*ZIEL A:*
Übersetze diesen Satz aus dem Text über Berliner Jugendliche und die Teilung ins Englische: „Die Eltern der heutigen Jugendlichen ihrerseits sind noch groß geworden in Ost und West, haben sicher noch Geschichten zu erzählen.“
*ZIEL B:*
Gib den Abschnitt aus dem Text über Berliner Jugendliche und die Teilung von „Ferne Vergangenheit –“ bis „wie nicht vorhanden.“ wortgetreu wieder.

*VORLIEGENDER TEXT:*
Es gab keine Bananen, oder?

Ferne Vergangenheit – Jugendlicher Blick von heute reicht nicht weit

  • Sarah Liebigt
  • Lesedauer: 2 Min.

Ihr Wissen ist so grobkörnig und schwarzweiß wie manche Fotos, die seit 50 Jahren in Kisten liegen, in Alben kleben und in Archiven verstauben. Sie sind geboren und aufgewachsen in einem Berlin, dass zumindest realpolitisch keine Teilung mehr kennt. Die Eltern der heutigen Jugendlichen ihrerseits sind noch groß geworden in Ost und West, haben sicher noch Geschichten zu erzählen. Seien es nun die vom Fensterblick auf die Mauerkrone, von Westpaketen oder von abenteuerlichen Fluchtversuchen von Freunden und Familienmitgliedern. Doch egal ob Alltagsanekdote oder tragische Familiengeschichte – ein Interesse für die eigene Familiengeschichte scheint bei den 14-, 15-Jährigen so gut wie nicht vorhanden.

*QUELLDATEN:*

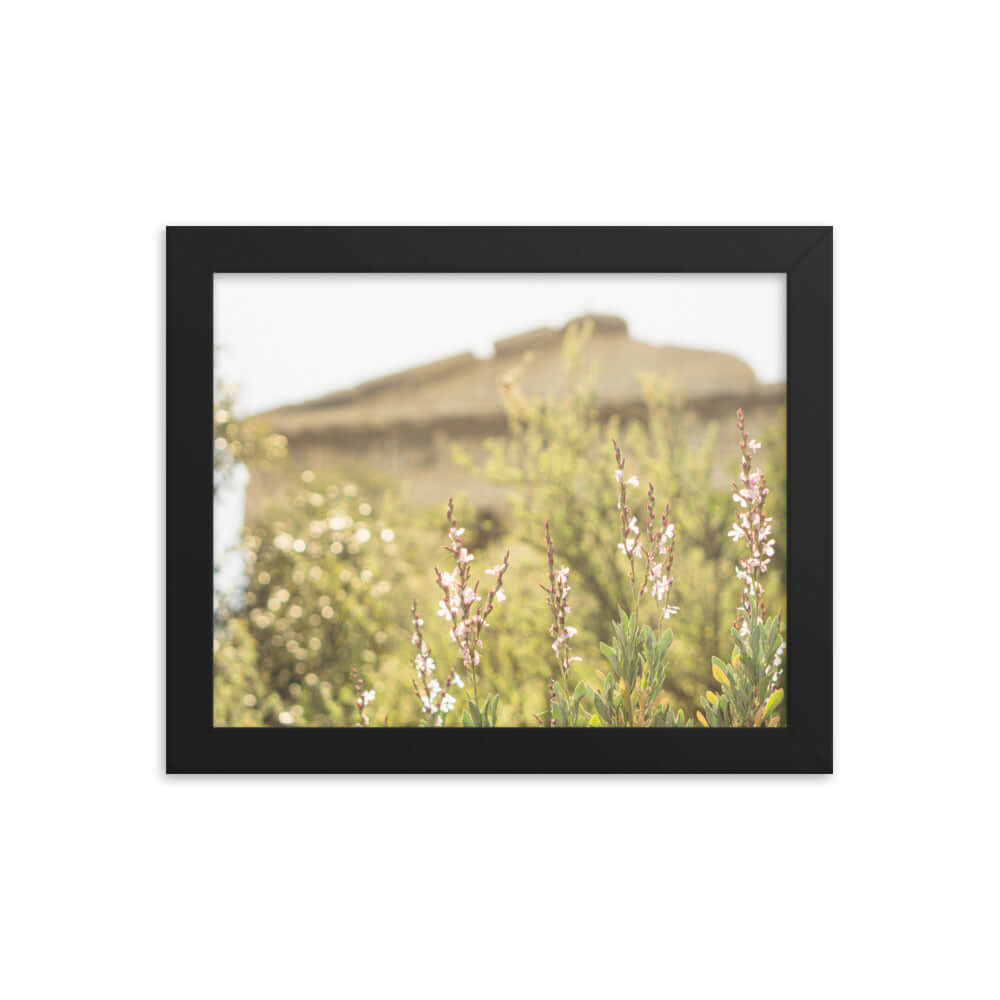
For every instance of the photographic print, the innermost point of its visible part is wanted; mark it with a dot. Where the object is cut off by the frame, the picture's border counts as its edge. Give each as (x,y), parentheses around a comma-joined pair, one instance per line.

*ENDGÜLTIGE ANTWORT A:*
The parents of today's young people, for their part, still grew up in East and West and surely still have stories to tell.

*ENDGÜLTIGE ANTWORT B:*
Ferne Vergangenheit – Jugendlicher Blick von heute reicht nicht weit

  • Sarah Liebigt
  • Lesedauer: 2 Min.

Ihr Wissen ist so grobkörnig und schwarzweiß wie manche Fotos, die seit 50 Jahren in Kisten liegen, in Alben kleben und in Archiven verstauben. Sie sind geboren und aufgewachsen in einem Berlin, dass zumindest realpolitisch keine Teilung mehr kennt. Die Eltern der heutigen Jugendlichen ihrerseits sind noch groß geworden in Ost und West, haben sicher noch Geschichten zu erzählen. Seien es nun die vom Fensterblick auf die Mauerkrone, von Westpaketen oder von abenteuerlichen Fluchtversuchen von Freunden und Familienmitgliedern. Doch egal ob Alltagsanekdote oder tragische Familiengeschichte – ein Interesse für die eigene Familiengeschichte scheint bei den 14-, 15-Jährigen so gut wie nicht vorhanden.